▶ **WHAT IS REQUIRED**
Without including any pictures, write out the data below exactly.

Spatial localization data
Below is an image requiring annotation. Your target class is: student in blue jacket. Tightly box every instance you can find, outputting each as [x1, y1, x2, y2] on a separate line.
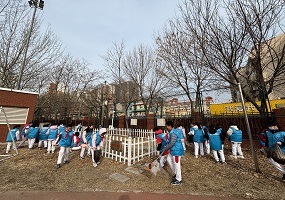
[90, 128, 107, 168]
[57, 124, 73, 168]
[38, 123, 50, 149]
[208, 124, 226, 164]
[6, 125, 21, 154]
[189, 122, 205, 158]
[27, 123, 39, 149]
[227, 122, 244, 159]
[163, 121, 184, 185]
[265, 121, 285, 182]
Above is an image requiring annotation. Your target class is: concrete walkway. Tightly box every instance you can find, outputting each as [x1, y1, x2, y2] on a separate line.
[0, 191, 246, 200]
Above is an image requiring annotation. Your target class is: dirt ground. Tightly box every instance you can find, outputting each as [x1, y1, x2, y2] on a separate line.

▶ **RESPONSE TO THE EXERCISE**
Below is an image requiring annotation. Your target class is: student in blue jacket. Tightly box every instance you can find, outputting each as [x1, y1, x2, y2] on a separate line.
[90, 128, 107, 168]
[57, 124, 73, 168]
[38, 123, 50, 149]
[208, 124, 226, 164]
[6, 125, 21, 154]
[189, 122, 205, 158]
[27, 123, 39, 149]
[227, 122, 244, 159]
[163, 121, 184, 185]
[265, 121, 285, 182]
Above is an image requiring annotation. Your target class is: concrete walkway. Tightly box every instance you can find, outputting each as [x1, y1, x2, y2] on a separate line.
[0, 191, 246, 200]
Above is an image requiring annotation. Your target class is: dirt ground. Tightly box every instance you can find, outputting each as [x1, y1, x2, y2] on a separate line.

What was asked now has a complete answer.